● Point-per-instance localization data:
--- START ---

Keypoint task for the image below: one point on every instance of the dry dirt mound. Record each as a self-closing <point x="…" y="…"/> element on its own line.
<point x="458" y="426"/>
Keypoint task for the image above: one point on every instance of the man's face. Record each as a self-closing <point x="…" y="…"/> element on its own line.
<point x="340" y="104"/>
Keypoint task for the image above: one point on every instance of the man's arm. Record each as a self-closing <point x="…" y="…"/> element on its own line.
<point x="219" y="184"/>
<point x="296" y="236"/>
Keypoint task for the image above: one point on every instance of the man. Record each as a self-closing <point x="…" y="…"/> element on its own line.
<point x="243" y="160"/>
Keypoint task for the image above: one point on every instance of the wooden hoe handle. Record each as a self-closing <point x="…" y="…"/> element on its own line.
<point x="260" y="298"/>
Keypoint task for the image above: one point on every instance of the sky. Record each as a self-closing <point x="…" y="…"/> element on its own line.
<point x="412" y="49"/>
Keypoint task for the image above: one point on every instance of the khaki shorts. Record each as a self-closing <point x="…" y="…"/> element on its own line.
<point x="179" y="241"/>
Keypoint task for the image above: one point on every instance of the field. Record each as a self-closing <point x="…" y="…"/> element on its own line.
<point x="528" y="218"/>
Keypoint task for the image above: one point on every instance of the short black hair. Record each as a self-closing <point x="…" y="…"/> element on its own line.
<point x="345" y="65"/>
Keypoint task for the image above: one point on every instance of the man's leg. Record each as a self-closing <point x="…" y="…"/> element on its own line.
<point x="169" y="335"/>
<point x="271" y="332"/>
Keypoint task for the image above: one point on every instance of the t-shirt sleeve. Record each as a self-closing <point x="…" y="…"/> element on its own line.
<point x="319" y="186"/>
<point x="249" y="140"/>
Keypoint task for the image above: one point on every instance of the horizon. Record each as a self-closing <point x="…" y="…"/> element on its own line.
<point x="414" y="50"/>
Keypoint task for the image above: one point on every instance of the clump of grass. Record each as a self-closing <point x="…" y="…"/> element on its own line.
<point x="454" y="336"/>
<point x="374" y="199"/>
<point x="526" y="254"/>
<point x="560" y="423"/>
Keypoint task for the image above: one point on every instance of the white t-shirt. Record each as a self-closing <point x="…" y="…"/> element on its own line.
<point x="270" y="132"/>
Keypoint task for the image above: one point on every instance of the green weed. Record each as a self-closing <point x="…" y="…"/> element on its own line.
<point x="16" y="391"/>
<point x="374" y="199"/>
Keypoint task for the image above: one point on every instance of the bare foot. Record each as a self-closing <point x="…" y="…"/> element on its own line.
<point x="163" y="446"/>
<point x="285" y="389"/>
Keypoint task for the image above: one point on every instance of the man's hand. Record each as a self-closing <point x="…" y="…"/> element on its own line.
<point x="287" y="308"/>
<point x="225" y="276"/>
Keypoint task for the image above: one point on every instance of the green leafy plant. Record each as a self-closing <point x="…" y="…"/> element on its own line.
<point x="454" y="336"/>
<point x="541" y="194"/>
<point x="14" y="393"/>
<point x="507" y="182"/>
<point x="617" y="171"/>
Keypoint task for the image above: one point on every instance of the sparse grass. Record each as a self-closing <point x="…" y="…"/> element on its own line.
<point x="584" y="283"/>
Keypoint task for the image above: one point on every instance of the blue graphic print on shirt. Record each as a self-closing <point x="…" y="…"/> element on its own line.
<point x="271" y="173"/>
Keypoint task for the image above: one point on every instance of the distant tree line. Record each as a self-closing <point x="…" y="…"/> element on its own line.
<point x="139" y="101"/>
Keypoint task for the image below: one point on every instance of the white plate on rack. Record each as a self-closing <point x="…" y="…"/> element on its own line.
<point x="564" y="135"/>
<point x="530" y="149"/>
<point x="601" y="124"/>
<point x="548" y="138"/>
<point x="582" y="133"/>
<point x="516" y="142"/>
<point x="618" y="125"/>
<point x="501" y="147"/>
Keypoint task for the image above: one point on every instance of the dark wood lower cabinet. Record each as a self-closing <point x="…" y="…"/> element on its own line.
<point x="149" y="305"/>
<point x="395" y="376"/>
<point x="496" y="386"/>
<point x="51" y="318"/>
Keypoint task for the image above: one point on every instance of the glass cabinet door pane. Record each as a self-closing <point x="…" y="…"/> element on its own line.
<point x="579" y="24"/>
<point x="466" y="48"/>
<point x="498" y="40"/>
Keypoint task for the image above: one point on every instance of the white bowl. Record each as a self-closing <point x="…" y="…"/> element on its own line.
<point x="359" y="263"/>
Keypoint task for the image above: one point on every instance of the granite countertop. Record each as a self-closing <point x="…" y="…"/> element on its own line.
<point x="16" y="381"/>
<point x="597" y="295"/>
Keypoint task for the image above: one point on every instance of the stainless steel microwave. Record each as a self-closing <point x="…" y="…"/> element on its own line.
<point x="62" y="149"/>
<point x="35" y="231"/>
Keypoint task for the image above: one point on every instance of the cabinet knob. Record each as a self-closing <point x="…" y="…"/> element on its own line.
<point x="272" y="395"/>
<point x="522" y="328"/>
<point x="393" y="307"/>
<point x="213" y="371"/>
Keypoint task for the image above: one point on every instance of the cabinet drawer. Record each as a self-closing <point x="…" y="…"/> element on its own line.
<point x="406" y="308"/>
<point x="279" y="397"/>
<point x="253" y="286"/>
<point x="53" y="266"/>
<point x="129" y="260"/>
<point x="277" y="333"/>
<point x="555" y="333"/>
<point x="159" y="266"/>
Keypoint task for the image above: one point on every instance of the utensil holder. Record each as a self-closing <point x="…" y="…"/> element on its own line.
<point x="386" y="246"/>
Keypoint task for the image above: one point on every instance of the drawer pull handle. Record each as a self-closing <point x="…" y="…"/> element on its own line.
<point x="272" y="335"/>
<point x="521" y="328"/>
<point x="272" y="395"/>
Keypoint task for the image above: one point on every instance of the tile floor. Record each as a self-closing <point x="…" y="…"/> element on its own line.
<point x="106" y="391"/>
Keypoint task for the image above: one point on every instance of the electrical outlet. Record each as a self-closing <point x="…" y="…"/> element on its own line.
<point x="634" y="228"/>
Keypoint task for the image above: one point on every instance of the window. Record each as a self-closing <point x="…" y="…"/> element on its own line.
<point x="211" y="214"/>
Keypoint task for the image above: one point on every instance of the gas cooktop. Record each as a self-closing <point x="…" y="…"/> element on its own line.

--- END ---

● Exercise details:
An exact copy of all the records above is the required answer.

● Answer section:
Keypoint task for the image below: one point on every instance of the dry dirt mound. Record each as a self-closing <point x="…" y="…"/> element on its own line.
<point x="458" y="426"/>
Keypoint task for the image above: one point on every instance of the man's face. Record each as a self-closing <point x="…" y="…"/> element on its own line.
<point x="340" y="104"/>
Keypoint task for the image above: one point on every instance of the man's arm. Record each as a self-closing <point x="…" y="…"/> element on its own line.
<point x="219" y="184"/>
<point x="296" y="236"/>
Keypoint task for the image above: one point on every instance of the man. Record each as a self-closing <point x="…" y="…"/> element on its own line.
<point x="243" y="160"/>
Keypoint task for the image above: one point on every instance of the wooden hoe handle. Record each as a self-closing <point x="…" y="…"/> element on its own line.
<point x="260" y="298"/>
Keypoint task for the image above: one point on every instance of the sky. Record each as a self-closing <point x="…" y="…"/> element on its own line.
<point x="412" y="49"/>
Keypoint task for the image above: one point on every instance of the khaki shorts. Record each as a self-closing <point x="…" y="…"/> element on its own line.
<point x="179" y="241"/>
Keypoint task for the image above: one point on every instance of the field. Record each as a self-closing <point x="…" y="…"/> element on its own line.
<point x="528" y="218"/>
Keypoint task for the image above: one point on every instance of the short black hair. Record each as a self-closing <point x="…" y="…"/> element on its own line.
<point x="345" y="65"/>
Keypoint task for the image above: one point on every instance of the man's leg. Record each as a self-closing <point x="…" y="…"/> element on its own line.
<point x="169" y="335"/>
<point x="271" y="332"/>
Keypoint task for the image above: one point on every instance of the t-shirt sleeve. Record each as a self-closing <point x="…" y="…"/> element on its own line.
<point x="319" y="186"/>
<point x="249" y="140"/>
Keypoint task for the image above: one point on every instance of the horizon. Record each as a self-closing <point x="…" y="…"/> element on its own line.
<point x="414" y="50"/>
Keypoint task for the image above: one point on every instance of the clump of grass. Record each as a self-closing <point x="…" y="…"/> element on its own line.
<point x="454" y="336"/>
<point x="374" y="199"/>
<point x="526" y="254"/>
<point x="560" y="423"/>
Keypoint task for the image above: one point on every instance of the white t-shirt. Record each as a self-closing <point x="…" y="…"/> element on its own line.
<point x="270" y="132"/>
Keypoint task for the image above: one point on every instance of the green weed. Record each as a self-closing <point x="…" y="…"/> element on its own line.
<point x="16" y="391"/>
<point x="374" y="199"/>
Keypoint task for the image above: one point on every instance of the bare foot. Record each as a self-closing <point x="…" y="…"/> element on its own line.
<point x="163" y="446"/>
<point x="285" y="389"/>
Keypoint task for the image above: one point on every instance of the man's hand. Record each as a self-closing <point x="…" y="…"/> element on its own line.
<point x="287" y="308"/>
<point x="225" y="276"/>
Keypoint task for the image above: one point on every instance of the green leafy plant. Record each as a self-closing <point x="…" y="…"/> element on its own line.
<point x="454" y="336"/>
<point x="541" y="194"/>
<point x="14" y="393"/>
<point x="507" y="182"/>
<point x="617" y="171"/>
Keypoint task for the image above: one point on every instance of the sparse grass. Record each as a self-closing <point x="…" y="…"/> element on its own line.
<point x="584" y="283"/>
Keypoint task for the image above: one point on every instance of the blue graphic print on shirt. Record each as a self-closing <point x="…" y="…"/> element on its own line.
<point x="271" y="173"/>
Keypoint task for the image above: one point on every instance of the distant tree line. Record each as a self-closing <point x="…" y="…"/> element on its own line.
<point x="139" y="101"/>
Keypoint task for the image below: one point on every instance of the white plate on rack. Record each as a self-closing <point x="…" y="…"/> element on its own line.
<point x="564" y="135"/>
<point x="530" y="149"/>
<point x="601" y="124"/>
<point x="548" y="138"/>
<point x="582" y="133"/>
<point x="516" y="142"/>
<point x="618" y="125"/>
<point x="501" y="147"/>
Keypoint task for the image above: one point on every instance of the dark wood lower cabinet. Record each as a self-closing <point x="…" y="…"/> element on its own line.
<point x="149" y="305"/>
<point x="395" y="376"/>
<point x="496" y="386"/>
<point x="51" y="318"/>
Keypoint task for the image above: one point on every instance of the glass cabinet door pane. Record each as a self-closing <point x="…" y="…"/> element on its own line.
<point x="579" y="24"/>
<point x="466" y="48"/>
<point x="498" y="40"/>
Keypoint task for the image above: one point on every instance of the white bowl. Record each as a self-closing <point x="…" y="…"/> element on its own line.
<point x="359" y="263"/>
Keypoint task for the image above: one point on every instance of the granite countertop. Record each as a self-closing <point x="…" y="…"/> element on its own line.
<point x="16" y="381"/>
<point x="597" y="295"/>
Keypoint task for the image above: one point on every instance of the stainless steel microwave. Record each as a self-closing <point x="…" y="…"/> element on its own line.
<point x="62" y="149"/>
<point x="35" y="231"/>
Keypoint task for the image above: one point on every instance of the cabinet knob. Record each as a self-closing <point x="…" y="…"/> element on its own line.
<point x="272" y="395"/>
<point x="522" y="328"/>
<point x="393" y="307"/>
<point x="213" y="371"/>
Keypoint task for the image above: one point on every instance of the cabinet drawer. Record each as a self-closing <point x="…" y="…"/> element on its own line.
<point x="406" y="308"/>
<point x="279" y="397"/>
<point x="253" y="286"/>
<point x="53" y="266"/>
<point x="129" y="260"/>
<point x="277" y="333"/>
<point x="555" y="333"/>
<point x="159" y="266"/>
Keypoint task for the image above: one point on every instance of the utensil holder. Record each as a self-closing <point x="…" y="…"/> element on its own line.
<point x="386" y="246"/>
Keypoint task for the image above: one point on every instance of the drawer pull handle. Record each as a self-closing <point x="…" y="…"/> element on its own line.
<point x="272" y="335"/>
<point x="521" y="328"/>
<point x="272" y="395"/>
Keypoint task for the image above: one point on every instance of the tile floor. Record each as a self-closing <point x="…" y="…"/> element on its own line.
<point x="106" y="391"/>
Keypoint task for the image above: one point on every instance of the electrical outlet. Record each as a self-closing <point x="…" y="…"/> element on its own line.
<point x="634" y="228"/>
Keypoint task for the image above: one point on every instance of the window. Record each as a self-closing <point x="…" y="…"/> element on its own line.
<point x="211" y="214"/>
Keypoint task for the image above: one point on every instance of the gas cooktop. Record each as a self-closing <point x="…" y="…"/> element on its own line.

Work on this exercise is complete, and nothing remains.